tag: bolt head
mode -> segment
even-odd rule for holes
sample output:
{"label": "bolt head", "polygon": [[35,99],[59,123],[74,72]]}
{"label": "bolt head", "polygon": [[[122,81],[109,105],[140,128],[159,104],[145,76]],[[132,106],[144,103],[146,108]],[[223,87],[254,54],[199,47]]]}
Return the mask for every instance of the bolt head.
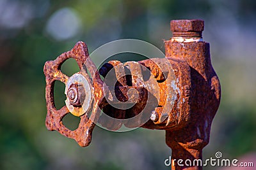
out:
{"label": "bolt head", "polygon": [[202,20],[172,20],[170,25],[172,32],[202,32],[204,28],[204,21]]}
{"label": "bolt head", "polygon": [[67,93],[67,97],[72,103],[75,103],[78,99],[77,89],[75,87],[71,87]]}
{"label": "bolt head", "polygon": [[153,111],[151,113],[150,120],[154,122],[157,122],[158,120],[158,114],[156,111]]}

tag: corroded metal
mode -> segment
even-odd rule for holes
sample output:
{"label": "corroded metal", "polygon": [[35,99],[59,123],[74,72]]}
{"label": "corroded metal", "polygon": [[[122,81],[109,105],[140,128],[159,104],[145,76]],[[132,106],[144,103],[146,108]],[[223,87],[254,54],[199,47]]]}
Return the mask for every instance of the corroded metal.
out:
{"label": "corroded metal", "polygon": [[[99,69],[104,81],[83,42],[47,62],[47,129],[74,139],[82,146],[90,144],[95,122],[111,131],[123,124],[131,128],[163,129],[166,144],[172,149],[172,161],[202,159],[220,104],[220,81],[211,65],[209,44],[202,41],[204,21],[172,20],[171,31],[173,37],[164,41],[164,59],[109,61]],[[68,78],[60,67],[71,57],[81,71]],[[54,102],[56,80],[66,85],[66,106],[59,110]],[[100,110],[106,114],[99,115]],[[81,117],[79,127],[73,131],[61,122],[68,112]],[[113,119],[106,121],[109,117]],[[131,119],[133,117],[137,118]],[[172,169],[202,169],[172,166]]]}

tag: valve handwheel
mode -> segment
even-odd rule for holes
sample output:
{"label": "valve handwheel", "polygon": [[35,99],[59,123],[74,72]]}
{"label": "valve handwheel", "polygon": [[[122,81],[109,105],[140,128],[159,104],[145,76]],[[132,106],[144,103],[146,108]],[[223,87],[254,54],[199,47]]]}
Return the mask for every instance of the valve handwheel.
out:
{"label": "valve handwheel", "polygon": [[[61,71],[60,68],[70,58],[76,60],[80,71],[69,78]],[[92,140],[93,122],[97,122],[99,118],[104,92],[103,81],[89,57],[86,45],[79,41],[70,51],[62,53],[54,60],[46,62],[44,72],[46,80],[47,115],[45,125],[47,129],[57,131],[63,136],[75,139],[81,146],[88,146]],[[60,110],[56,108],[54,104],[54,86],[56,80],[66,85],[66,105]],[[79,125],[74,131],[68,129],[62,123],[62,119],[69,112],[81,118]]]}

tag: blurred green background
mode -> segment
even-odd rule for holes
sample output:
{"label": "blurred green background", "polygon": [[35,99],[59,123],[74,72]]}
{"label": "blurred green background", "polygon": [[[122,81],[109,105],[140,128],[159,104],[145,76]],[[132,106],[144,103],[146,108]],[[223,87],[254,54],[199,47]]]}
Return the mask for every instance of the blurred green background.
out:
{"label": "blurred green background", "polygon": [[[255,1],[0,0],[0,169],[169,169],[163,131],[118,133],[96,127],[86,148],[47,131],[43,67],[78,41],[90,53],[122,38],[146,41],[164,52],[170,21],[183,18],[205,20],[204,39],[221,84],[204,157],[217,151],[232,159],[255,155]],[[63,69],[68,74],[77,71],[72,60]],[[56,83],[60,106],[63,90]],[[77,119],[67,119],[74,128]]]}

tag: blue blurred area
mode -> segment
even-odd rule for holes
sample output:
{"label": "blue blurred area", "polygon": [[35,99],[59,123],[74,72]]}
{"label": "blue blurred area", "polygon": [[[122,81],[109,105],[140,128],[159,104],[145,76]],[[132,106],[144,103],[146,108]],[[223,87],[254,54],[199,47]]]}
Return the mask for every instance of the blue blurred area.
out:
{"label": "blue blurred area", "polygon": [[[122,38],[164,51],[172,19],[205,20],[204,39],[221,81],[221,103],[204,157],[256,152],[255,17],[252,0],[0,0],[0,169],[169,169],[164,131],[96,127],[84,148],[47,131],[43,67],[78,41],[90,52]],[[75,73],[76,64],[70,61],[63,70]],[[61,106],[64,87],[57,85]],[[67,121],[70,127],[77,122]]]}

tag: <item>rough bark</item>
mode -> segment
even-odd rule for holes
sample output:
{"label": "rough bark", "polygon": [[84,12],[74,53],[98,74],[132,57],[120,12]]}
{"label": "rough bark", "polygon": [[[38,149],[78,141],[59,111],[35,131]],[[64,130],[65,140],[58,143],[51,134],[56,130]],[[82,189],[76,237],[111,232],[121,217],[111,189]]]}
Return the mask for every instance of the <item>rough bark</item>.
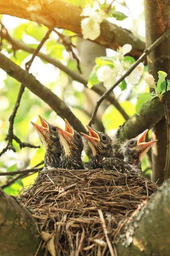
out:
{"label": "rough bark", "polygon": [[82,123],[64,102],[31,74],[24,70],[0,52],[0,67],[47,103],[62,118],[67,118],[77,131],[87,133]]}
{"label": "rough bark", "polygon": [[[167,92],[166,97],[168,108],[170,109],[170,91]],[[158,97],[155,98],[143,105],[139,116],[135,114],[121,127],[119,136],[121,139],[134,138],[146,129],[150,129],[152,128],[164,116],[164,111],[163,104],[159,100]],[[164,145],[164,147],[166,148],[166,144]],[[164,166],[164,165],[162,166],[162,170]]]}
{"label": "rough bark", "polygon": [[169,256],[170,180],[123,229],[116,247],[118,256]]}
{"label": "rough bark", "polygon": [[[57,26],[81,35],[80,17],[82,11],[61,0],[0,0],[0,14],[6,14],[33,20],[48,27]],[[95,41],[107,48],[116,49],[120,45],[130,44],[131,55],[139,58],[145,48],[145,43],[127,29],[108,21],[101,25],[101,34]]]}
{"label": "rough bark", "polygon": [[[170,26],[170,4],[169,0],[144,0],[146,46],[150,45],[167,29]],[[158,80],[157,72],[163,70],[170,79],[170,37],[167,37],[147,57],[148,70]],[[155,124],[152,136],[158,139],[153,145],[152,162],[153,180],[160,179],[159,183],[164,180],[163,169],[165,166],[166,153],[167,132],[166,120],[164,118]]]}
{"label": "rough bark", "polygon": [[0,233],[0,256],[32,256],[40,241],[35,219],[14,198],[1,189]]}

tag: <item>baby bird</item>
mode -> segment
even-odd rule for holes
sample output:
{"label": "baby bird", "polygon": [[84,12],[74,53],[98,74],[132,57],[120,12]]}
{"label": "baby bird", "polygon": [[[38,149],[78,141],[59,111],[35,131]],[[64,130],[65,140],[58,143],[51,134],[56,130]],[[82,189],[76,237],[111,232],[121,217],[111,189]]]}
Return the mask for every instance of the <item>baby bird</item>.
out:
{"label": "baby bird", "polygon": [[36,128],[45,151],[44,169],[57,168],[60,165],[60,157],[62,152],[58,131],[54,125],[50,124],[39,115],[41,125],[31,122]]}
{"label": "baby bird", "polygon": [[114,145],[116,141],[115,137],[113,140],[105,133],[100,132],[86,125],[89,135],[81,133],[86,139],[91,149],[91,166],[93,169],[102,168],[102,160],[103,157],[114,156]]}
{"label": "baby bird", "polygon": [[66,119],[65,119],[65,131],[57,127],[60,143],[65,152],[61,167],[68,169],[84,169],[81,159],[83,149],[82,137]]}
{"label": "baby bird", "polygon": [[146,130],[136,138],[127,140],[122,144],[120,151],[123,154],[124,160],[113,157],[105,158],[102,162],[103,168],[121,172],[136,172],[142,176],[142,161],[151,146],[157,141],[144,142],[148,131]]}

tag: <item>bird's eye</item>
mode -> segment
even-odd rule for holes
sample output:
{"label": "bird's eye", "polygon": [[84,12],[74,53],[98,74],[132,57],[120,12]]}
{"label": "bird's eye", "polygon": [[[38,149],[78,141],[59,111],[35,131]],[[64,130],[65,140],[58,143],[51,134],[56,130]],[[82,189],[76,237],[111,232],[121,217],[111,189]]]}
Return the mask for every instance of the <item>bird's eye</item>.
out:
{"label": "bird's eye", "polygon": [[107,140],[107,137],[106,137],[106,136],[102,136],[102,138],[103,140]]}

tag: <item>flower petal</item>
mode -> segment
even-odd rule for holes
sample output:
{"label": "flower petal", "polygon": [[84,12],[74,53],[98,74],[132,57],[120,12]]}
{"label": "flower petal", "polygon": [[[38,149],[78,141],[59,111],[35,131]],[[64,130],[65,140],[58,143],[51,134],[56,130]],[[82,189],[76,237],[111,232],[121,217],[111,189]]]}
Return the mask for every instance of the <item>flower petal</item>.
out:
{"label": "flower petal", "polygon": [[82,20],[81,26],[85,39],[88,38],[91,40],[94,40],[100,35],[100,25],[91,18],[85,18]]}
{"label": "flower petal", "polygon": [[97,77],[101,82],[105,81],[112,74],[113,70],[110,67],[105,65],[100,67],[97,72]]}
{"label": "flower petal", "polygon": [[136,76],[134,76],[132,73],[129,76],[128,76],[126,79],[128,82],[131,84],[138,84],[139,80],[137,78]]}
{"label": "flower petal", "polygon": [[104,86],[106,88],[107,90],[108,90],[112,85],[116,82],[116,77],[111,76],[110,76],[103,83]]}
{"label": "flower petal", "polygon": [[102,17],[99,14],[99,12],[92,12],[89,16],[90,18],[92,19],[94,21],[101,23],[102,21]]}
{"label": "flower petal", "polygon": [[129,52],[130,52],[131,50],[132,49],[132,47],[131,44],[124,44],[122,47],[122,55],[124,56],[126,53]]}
┄┄┄┄┄┄┄┄┄┄
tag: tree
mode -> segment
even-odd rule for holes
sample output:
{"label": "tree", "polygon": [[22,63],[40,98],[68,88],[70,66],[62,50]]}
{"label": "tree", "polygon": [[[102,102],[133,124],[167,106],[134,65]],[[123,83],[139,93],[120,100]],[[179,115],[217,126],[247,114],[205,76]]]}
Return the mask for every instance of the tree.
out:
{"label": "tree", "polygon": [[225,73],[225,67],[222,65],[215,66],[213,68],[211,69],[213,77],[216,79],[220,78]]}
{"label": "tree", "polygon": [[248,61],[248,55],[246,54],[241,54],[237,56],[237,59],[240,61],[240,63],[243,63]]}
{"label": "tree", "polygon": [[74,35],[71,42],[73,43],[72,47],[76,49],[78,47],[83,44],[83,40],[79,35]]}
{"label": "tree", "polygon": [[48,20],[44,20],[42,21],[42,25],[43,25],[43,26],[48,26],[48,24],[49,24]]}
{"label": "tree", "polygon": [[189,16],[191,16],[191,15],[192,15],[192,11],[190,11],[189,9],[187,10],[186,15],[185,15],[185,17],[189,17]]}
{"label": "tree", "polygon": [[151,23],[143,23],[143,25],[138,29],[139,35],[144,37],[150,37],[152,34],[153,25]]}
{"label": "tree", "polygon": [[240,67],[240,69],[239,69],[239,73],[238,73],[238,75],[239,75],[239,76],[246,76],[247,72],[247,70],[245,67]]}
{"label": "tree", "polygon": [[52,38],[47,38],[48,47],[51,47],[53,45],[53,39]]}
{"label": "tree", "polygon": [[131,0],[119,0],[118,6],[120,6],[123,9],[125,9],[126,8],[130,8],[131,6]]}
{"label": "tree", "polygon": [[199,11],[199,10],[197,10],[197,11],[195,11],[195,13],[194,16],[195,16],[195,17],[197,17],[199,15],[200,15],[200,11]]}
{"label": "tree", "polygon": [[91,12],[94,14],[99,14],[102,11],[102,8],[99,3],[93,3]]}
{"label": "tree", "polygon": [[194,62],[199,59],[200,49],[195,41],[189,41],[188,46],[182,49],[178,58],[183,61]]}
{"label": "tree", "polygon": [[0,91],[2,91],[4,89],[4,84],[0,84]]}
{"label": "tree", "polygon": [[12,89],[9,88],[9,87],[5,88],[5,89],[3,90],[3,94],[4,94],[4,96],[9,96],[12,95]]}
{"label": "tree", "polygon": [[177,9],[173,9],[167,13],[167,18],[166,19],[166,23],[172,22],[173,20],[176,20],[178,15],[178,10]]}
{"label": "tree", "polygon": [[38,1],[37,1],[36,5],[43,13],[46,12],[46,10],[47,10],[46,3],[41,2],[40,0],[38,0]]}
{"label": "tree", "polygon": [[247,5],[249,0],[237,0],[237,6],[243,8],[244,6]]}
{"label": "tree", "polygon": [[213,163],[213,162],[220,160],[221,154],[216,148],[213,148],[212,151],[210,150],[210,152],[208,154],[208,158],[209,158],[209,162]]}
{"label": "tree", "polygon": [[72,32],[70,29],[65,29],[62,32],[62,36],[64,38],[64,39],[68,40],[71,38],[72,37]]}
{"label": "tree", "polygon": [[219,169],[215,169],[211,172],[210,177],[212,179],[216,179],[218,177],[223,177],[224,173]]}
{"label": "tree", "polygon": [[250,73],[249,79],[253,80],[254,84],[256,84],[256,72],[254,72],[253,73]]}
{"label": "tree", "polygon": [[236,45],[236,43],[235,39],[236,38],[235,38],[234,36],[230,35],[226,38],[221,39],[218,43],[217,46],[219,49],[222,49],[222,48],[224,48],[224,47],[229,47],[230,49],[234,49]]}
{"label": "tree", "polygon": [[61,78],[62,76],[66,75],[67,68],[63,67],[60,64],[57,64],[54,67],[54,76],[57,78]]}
┄┄┄┄┄┄┄┄┄┄
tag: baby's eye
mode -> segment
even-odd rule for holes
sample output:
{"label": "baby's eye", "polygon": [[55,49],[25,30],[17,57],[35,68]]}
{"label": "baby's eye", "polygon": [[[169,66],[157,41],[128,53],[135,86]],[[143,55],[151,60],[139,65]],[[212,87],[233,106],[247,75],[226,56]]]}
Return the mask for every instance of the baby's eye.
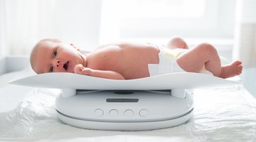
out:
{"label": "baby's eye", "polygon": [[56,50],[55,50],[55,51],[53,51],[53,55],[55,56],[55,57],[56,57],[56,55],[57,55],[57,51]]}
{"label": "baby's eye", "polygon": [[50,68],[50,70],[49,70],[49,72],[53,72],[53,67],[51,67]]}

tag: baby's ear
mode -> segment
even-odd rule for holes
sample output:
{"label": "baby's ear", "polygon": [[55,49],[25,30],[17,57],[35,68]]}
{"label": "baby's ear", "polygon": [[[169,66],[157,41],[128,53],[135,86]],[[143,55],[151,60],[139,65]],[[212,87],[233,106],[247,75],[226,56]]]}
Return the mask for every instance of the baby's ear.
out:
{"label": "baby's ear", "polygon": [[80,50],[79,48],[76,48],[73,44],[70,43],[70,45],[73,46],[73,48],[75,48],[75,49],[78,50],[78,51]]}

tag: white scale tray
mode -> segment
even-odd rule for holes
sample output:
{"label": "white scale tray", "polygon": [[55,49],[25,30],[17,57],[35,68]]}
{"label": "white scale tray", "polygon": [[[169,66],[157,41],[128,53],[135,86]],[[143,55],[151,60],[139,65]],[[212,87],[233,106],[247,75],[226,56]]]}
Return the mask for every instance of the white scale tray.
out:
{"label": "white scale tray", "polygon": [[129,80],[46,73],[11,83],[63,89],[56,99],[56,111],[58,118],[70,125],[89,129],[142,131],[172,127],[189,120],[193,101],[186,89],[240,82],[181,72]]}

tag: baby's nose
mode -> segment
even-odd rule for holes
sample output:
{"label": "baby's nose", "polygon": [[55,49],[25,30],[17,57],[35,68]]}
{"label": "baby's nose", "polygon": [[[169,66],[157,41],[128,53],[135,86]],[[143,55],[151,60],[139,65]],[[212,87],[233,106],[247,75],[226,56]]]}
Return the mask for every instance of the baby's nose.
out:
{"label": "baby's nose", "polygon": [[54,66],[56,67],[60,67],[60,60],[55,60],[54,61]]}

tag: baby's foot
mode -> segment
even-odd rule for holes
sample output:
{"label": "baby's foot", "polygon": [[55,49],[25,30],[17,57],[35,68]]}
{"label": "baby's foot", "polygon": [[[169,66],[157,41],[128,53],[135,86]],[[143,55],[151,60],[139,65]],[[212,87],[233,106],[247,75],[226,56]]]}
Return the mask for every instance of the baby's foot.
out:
┄┄┄┄┄┄┄┄┄┄
» **Énoncé**: Comptez les lignes des entrées ci-dessus qui contiennent le mot "item", et donnez seulement ce nombre.

» **Corrigé**: 8